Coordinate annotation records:
------

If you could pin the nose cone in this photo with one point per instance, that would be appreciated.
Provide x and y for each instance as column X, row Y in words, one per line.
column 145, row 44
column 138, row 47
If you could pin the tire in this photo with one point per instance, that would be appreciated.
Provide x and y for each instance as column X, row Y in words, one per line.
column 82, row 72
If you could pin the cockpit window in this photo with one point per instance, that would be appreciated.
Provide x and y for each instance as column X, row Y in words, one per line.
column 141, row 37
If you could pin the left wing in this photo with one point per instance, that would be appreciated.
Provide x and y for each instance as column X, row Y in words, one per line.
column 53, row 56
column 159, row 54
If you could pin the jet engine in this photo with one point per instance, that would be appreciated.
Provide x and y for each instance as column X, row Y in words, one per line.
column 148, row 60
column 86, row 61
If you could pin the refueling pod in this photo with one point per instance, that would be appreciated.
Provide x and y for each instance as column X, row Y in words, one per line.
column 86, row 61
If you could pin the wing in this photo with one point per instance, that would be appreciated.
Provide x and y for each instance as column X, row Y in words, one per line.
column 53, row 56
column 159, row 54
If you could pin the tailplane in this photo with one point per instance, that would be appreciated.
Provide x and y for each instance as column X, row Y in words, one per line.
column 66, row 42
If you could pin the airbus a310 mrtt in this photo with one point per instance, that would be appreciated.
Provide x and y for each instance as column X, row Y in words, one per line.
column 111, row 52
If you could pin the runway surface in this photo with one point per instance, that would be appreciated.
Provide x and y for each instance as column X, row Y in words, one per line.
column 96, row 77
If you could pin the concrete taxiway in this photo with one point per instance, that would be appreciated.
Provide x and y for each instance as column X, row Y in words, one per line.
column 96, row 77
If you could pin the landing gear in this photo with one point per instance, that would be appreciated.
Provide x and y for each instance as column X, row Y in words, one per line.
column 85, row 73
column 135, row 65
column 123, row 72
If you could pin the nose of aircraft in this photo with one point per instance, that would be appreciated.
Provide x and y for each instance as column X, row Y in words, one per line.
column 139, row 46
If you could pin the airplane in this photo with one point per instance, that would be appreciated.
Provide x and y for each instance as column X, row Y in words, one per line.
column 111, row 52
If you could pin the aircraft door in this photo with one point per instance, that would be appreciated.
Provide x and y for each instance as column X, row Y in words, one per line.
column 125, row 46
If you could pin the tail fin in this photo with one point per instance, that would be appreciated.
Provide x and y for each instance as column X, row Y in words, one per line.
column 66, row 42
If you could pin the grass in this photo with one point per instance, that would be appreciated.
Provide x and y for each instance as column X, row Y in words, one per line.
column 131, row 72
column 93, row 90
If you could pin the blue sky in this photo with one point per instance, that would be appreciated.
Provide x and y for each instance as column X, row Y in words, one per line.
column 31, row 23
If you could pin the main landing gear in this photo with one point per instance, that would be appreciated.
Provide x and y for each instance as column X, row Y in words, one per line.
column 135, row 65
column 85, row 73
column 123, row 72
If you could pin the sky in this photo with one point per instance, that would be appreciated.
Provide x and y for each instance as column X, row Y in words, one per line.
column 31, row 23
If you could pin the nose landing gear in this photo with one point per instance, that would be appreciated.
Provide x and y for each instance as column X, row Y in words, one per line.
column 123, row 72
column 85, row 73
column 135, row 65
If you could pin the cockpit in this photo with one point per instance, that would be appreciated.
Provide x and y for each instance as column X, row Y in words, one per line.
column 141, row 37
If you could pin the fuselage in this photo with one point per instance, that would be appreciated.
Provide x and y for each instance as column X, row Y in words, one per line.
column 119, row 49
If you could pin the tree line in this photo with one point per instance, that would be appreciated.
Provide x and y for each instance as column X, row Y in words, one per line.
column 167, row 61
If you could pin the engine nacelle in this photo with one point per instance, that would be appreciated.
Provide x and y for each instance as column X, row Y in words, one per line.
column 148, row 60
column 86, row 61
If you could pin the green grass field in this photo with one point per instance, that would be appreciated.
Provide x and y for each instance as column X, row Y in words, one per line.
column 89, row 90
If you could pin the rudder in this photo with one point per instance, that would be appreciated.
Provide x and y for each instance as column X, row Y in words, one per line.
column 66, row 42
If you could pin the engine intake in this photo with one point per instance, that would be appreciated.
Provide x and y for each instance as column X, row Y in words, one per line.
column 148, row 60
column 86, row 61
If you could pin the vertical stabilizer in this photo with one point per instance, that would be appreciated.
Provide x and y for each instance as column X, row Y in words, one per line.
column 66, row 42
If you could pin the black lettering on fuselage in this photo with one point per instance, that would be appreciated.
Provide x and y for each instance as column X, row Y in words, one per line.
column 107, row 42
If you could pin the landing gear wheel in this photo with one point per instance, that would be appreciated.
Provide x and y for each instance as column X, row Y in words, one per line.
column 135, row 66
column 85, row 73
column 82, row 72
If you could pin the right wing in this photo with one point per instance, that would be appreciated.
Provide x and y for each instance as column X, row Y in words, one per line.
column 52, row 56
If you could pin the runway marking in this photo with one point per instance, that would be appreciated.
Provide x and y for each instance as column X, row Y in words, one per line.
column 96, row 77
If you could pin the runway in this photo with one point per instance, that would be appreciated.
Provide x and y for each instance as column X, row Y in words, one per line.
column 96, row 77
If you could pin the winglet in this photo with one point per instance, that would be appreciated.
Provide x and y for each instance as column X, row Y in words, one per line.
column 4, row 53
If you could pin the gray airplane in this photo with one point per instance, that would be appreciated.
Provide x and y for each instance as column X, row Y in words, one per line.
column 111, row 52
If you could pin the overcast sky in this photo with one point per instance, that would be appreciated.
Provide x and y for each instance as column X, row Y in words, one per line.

------

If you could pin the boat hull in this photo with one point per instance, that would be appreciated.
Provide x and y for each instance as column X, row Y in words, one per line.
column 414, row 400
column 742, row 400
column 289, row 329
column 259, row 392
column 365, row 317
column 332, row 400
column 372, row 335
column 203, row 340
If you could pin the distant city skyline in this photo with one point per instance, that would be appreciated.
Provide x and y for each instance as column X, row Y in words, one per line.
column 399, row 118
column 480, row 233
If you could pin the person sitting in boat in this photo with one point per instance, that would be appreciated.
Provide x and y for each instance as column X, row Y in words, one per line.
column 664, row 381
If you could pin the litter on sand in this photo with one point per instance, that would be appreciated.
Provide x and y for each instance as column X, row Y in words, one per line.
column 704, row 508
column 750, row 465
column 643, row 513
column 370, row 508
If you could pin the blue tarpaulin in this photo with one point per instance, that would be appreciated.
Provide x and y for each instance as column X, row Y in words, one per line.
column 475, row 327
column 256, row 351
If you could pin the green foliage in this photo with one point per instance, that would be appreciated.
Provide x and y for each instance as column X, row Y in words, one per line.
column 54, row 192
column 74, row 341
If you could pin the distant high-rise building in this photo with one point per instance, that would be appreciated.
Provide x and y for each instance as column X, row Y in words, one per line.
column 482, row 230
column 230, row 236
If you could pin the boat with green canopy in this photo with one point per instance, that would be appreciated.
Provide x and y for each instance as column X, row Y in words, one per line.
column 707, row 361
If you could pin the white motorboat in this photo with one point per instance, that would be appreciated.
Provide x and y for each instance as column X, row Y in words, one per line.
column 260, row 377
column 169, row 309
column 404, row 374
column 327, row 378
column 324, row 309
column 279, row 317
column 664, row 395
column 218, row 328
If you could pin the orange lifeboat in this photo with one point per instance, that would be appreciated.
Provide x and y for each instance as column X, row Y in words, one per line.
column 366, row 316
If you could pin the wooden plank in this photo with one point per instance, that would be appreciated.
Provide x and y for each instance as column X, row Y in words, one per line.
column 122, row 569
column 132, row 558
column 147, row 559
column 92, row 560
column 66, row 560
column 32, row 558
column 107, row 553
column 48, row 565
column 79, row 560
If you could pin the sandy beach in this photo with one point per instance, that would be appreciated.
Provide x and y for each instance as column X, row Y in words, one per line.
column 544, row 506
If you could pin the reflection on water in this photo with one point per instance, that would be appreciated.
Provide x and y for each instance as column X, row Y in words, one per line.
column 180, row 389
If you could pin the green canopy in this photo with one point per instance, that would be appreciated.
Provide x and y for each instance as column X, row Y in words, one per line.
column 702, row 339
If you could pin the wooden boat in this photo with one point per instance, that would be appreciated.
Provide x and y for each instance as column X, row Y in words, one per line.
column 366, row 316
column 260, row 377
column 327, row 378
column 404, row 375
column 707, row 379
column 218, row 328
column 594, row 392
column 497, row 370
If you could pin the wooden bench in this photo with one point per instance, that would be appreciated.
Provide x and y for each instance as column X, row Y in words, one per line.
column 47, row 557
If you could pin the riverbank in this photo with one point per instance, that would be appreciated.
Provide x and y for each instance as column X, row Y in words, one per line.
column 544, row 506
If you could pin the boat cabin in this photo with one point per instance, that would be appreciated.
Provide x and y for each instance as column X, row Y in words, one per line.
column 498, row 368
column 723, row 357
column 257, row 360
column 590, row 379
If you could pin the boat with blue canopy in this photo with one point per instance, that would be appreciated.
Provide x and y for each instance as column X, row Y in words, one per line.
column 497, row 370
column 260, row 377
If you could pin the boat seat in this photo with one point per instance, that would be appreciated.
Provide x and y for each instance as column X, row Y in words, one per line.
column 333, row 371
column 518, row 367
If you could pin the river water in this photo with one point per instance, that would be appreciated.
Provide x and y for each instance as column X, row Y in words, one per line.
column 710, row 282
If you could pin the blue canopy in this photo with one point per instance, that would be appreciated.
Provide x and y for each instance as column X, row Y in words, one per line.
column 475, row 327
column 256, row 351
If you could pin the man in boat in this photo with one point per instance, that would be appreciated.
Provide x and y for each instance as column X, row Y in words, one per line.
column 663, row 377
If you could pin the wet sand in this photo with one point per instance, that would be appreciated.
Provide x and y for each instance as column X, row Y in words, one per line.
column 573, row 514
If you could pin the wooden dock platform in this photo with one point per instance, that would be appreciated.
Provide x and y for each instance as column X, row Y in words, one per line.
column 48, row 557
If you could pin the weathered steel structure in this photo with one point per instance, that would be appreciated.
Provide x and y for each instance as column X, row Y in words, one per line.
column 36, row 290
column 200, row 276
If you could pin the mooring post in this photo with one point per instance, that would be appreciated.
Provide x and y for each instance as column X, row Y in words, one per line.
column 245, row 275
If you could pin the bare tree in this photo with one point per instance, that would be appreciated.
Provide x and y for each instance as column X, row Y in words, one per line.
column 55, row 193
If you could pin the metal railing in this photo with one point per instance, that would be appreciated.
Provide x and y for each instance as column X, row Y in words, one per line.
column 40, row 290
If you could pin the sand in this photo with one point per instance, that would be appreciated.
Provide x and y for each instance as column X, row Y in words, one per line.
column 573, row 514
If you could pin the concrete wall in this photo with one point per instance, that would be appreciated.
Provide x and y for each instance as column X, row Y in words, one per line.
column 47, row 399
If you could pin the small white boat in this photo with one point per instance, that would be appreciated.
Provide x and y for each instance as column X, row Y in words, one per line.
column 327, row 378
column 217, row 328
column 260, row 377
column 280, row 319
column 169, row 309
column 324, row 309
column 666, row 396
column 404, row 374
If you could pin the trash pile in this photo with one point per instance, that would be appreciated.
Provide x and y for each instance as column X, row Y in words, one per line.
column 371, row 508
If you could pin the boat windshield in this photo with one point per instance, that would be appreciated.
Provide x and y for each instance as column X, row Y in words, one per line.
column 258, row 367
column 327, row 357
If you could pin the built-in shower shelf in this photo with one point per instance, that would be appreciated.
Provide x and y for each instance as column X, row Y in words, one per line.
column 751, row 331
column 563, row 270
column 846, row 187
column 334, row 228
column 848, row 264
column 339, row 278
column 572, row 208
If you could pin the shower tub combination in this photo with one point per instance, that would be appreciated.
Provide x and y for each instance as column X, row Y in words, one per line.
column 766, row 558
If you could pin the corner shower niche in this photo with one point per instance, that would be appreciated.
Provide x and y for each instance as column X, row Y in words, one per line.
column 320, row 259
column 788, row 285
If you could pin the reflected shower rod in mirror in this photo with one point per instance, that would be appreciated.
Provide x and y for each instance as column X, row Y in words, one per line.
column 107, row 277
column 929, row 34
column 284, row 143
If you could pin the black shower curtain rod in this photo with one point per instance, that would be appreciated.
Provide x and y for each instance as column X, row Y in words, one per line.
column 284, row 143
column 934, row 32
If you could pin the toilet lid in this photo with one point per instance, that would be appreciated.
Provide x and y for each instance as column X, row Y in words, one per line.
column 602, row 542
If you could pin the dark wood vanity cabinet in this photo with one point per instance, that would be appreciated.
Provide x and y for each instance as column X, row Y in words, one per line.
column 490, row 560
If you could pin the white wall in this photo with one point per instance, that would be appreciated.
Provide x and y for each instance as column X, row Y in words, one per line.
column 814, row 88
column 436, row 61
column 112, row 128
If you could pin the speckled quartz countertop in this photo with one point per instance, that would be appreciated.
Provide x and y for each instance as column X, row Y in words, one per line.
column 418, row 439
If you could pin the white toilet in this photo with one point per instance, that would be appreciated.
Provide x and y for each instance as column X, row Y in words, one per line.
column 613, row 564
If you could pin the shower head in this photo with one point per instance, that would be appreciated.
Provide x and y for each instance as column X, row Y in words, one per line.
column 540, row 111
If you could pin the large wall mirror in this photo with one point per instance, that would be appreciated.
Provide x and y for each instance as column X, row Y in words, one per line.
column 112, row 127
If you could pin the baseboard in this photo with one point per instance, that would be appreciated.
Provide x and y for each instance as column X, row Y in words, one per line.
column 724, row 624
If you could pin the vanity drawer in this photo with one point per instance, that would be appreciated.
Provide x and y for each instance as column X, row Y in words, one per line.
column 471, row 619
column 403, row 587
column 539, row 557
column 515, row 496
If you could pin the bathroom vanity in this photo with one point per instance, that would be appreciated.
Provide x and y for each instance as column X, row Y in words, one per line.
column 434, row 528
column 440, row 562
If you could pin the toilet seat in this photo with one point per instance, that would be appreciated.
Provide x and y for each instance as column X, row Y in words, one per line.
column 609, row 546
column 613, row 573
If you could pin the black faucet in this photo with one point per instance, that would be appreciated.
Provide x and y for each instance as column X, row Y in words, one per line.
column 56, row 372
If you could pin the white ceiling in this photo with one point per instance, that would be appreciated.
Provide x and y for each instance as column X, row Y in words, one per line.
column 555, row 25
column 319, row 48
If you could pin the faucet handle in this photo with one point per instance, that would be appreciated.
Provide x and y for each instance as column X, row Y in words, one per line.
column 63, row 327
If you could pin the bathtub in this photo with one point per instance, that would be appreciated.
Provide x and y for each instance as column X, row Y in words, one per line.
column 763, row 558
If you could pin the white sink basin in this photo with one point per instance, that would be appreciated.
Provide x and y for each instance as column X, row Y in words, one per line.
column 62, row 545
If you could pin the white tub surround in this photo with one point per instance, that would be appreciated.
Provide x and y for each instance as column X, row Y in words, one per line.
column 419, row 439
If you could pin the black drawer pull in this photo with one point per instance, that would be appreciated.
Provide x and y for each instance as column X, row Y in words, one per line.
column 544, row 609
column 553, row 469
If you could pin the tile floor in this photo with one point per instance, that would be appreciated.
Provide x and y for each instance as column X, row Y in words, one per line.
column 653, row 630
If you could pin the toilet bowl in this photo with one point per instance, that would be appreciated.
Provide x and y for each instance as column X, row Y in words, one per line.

------

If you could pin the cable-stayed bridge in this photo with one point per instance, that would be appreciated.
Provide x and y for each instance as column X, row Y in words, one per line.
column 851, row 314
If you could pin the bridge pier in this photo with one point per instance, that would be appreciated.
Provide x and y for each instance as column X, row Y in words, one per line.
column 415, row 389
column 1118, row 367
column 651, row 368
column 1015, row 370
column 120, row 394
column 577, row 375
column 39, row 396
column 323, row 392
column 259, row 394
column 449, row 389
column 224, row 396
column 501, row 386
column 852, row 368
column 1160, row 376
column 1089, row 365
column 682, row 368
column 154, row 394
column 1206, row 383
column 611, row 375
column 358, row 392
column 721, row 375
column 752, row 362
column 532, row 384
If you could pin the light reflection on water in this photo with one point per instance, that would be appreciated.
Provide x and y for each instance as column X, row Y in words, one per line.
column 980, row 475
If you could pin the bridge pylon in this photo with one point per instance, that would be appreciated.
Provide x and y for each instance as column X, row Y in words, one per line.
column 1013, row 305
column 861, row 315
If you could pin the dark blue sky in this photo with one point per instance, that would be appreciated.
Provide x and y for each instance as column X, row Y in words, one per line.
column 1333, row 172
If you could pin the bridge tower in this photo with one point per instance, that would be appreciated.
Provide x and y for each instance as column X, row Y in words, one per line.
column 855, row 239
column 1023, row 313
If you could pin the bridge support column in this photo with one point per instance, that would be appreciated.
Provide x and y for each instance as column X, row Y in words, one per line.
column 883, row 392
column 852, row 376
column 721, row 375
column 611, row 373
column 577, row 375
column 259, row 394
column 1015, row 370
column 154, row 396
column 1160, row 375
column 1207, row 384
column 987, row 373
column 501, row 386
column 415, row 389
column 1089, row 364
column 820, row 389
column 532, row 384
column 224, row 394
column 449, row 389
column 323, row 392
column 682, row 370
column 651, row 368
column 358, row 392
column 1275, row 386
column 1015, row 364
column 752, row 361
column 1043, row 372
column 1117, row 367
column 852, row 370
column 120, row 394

------

== EXERCISE DETAILS ==
Give as a numbered list, with blank lines left out, the lines starting with the line that contains "If you could pin the black shower" and going on through the line that contains "column 934, row 32".

== TASK SOLUTION ==
1. If you could pin the black shower curtain rod in this photo with one point per instance, that would be appreciated.
2. Provide x and y for each instance as column X, row Y in words, one per line.
3. column 284, row 143
4. column 934, row 32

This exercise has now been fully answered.